EXERCISE INSTRUCTIONS -> Leave out the pictures and repeat the rest of the material exactly.

Photo-based point labeling data ->
============
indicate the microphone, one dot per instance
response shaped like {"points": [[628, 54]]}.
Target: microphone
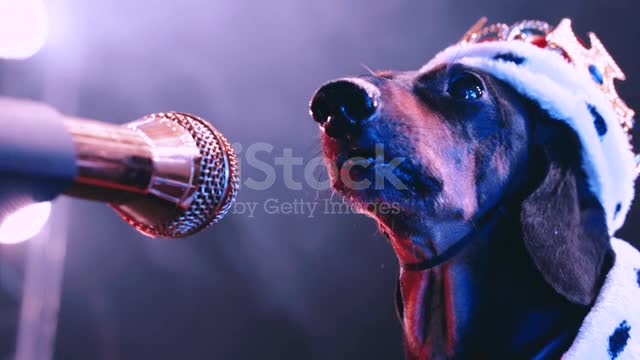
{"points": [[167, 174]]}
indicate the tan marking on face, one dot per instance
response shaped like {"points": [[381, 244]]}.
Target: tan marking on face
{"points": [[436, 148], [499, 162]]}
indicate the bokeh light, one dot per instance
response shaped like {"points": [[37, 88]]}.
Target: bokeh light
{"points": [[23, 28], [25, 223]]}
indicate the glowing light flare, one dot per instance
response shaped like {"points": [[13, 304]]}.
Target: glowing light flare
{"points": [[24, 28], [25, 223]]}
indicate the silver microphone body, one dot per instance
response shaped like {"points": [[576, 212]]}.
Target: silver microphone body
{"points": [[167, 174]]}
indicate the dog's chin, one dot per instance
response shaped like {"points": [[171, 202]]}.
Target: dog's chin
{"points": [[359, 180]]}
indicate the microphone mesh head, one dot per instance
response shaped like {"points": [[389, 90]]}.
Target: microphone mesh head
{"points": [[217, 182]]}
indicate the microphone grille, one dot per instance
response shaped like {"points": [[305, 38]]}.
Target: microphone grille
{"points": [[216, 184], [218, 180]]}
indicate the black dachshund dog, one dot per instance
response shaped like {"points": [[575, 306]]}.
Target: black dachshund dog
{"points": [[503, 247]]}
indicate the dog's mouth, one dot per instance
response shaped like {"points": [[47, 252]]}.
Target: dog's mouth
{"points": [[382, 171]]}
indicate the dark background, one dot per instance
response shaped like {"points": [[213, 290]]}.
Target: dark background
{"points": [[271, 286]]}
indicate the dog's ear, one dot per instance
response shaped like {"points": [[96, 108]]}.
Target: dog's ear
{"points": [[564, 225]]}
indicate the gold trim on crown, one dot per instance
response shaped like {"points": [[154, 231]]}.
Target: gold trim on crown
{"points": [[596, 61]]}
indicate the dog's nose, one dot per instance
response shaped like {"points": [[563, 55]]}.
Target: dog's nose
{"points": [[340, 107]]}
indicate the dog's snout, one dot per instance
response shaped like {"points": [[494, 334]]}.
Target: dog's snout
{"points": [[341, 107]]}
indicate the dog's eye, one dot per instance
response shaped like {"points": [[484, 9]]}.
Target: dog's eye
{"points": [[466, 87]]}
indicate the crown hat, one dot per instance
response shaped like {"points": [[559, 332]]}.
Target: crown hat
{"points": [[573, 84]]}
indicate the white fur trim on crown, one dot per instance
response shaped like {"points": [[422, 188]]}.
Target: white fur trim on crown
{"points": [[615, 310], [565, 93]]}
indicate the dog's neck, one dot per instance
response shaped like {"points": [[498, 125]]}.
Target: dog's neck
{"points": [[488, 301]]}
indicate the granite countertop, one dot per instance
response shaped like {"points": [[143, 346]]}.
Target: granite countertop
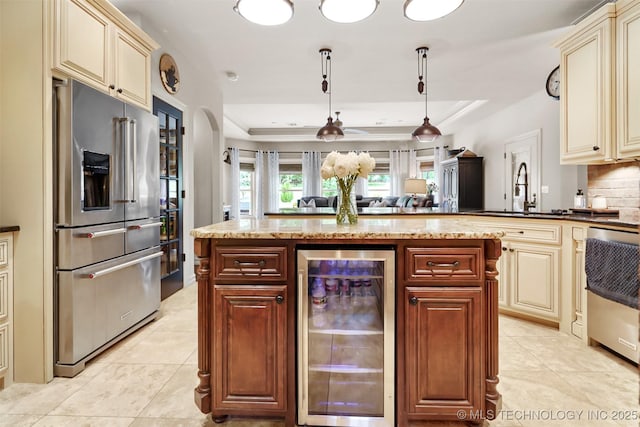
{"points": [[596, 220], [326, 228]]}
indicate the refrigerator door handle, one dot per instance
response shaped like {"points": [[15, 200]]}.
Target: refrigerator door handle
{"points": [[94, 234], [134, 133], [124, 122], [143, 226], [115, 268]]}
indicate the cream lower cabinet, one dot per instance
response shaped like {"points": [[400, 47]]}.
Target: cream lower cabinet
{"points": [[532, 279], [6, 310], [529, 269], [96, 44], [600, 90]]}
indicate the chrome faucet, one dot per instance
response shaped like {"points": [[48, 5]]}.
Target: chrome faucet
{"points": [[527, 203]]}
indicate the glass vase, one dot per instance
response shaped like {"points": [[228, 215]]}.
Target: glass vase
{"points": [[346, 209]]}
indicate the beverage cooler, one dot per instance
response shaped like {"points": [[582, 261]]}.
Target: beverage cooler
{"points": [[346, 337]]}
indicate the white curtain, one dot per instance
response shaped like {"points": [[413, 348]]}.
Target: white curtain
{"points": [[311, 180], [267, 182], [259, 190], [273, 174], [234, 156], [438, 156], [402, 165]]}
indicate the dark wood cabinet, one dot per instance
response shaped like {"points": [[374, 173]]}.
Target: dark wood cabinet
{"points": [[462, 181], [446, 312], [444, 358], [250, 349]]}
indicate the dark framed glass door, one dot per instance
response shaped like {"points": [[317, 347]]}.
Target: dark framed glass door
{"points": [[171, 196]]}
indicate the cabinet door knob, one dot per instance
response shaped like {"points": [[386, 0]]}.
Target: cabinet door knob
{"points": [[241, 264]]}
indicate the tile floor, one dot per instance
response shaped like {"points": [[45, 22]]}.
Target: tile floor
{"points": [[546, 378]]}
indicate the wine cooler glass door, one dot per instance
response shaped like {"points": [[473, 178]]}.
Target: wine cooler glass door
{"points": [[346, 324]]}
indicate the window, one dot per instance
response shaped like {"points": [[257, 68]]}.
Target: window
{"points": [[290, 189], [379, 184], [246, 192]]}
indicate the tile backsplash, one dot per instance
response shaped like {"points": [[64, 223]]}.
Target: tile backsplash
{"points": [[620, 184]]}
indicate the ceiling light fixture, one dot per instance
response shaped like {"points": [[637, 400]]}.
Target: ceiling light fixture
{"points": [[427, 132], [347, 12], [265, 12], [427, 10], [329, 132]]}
============
SOLUTION TO THIS EXERCISE ->
indicate the microphone, one dot per instance
response shaped like {"points": [[628, 54]]}.
Target: microphone
{"points": [[167, 174]]}
indicate the tan marking on face, one dot per instance
response shaped like {"points": [[381, 244]]}.
Target: tan marking on face
{"points": [[436, 148], [499, 162]]}
indicate the bokeh light, one dot per instance
response shaped like {"points": [[37, 88]]}.
Target: bokeh light
{"points": [[23, 28], [25, 223]]}
indicate the glowing light flare, one dot per instance
response shaped like {"points": [[13, 304]]}.
Target: glowing light flare
{"points": [[24, 28], [25, 223]]}
indicate the silver microphone body, one dot per instance
response shaped like {"points": [[576, 212]]}.
Target: silver microphone body
{"points": [[167, 174]]}
indicate the dog's chin, one dot per instance
response shaped like {"points": [[171, 202]]}.
Target: dog's chin
{"points": [[359, 180]]}
indicate the microphone mesh head, one dot per instance
response shaped like {"points": [[389, 90]]}.
Target: microphone mesh head
{"points": [[217, 182]]}
indicate the microphone grille, one dot per instance
response shaped like {"points": [[305, 38]]}.
Target: microphone grille
{"points": [[216, 184], [218, 180]]}
indicate the black dachshund dog, one dot per instance
response shaped like {"points": [[575, 306]]}.
Target: black dachshund dog
{"points": [[503, 247]]}
indicate the dog's mouth, one dot per instance
response shaped like {"points": [[47, 252]]}.
Target: dog's mouth
{"points": [[382, 171]]}
indicate the dark background, one dot per instance
response shaped like {"points": [[213, 290]]}.
Target: dark background
{"points": [[271, 286]]}
indicate the dog's ear, one dot per instance
response shaped like {"points": [[96, 108]]}.
Target: dog's ear
{"points": [[564, 225]]}
indicate the gold trim on crown, one dot per instance
response shaped like {"points": [[154, 231]]}.
Target: gold trim on crown
{"points": [[596, 61]]}
indicate the dog's nose, one dot per instance
response shaped like {"points": [[563, 55]]}.
Target: dog's nose
{"points": [[340, 107]]}
indicate the dog's snout, one dot per instance
response shaped like {"points": [[494, 334]]}.
Target: dog's snout
{"points": [[341, 107]]}
indicate the dog's eye, one dot per instance
response shaped like {"points": [[484, 9]]}.
Target: dog's eye
{"points": [[466, 87]]}
indicate the crown hat, one dot per instance
response shaped like {"points": [[559, 332]]}.
Target: crown hat
{"points": [[573, 84]]}
indicate the white fur trim on crown, one dot per instance
response shaped like {"points": [[422, 188]]}.
Target: white fur trim on crown
{"points": [[615, 310], [565, 93]]}
indicate the dog's neck, one dot per instance
response shaped like {"points": [[498, 125]]}.
Target: dog's neck
{"points": [[488, 301]]}
indicate the granite countertop, one dot per instance
response shaped like {"points": [[143, 346]]}.
Target: granite countertop
{"points": [[596, 220], [326, 228]]}
indicate the refrigerator door handle, one dot per instance
response shaped like {"points": [[15, 200]]}.
Target: refrigerator door handle
{"points": [[94, 234], [134, 133], [124, 122], [143, 226], [115, 268]]}
indicate the cream lower cabinet, one dot per instance
response shaped like {"points": [[400, 47]]}.
Target: cream lower cabinet
{"points": [[532, 279], [6, 310], [529, 269], [96, 44], [600, 90]]}
indicate the chrome faucet, one dot per instance
response shaped like {"points": [[48, 5]]}.
Target: chrome faucet
{"points": [[527, 203]]}
indicate the glass vase, one dot per instance
response shaped like {"points": [[228, 215]]}.
Target: glass vase
{"points": [[346, 209]]}
indicate the beverage cooler, one dot per instance
response shaped like {"points": [[582, 261]]}.
Target: beverage cooler
{"points": [[346, 337]]}
indicate the white curtain, one dot per instance
response shaped like {"points": [[413, 348]]}.
Target: white curtain
{"points": [[311, 180], [267, 182], [259, 190], [273, 174], [234, 156], [438, 156], [402, 165]]}
indicate the dark wood cabinet, one dot per instance
response shaped like {"points": [[374, 173]]}.
Target: dark wood cabinet
{"points": [[462, 181], [446, 312], [444, 358], [250, 349]]}
indicate the dark framed glass door, one dot per instance
response shaped like {"points": [[317, 347]]}.
Target: dark framed glass door
{"points": [[171, 196]]}
indicate the cabinet door knob, one dot per instance
response shaped like {"points": [[386, 0]]}.
Target: cabinet door knob
{"points": [[241, 264]]}
indicate the tile floor, one dot per instance
response shaped like {"points": [[45, 22]]}.
Target: tile floor
{"points": [[546, 378]]}
indicate the wine cooler glass door, one dot per instance
response shaped like {"points": [[473, 178]]}.
Target: wine cooler glass door
{"points": [[346, 324]]}
indicate the window, one dot per instance
response shaped like {"points": [[257, 68]]}.
Target: window
{"points": [[290, 189], [379, 184], [246, 192]]}
indicate the tile backsplash, one dot per instance
response shaped like {"points": [[64, 223]]}.
Target: tile backsplash
{"points": [[620, 184]]}
indicate the ceiling light fixture, one dot per instance
response shaped like {"points": [[637, 400]]}.
Target: ceiling light fixture
{"points": [[427, 132], [347, 12], [265, 12], [427, 10], [329, 132]]}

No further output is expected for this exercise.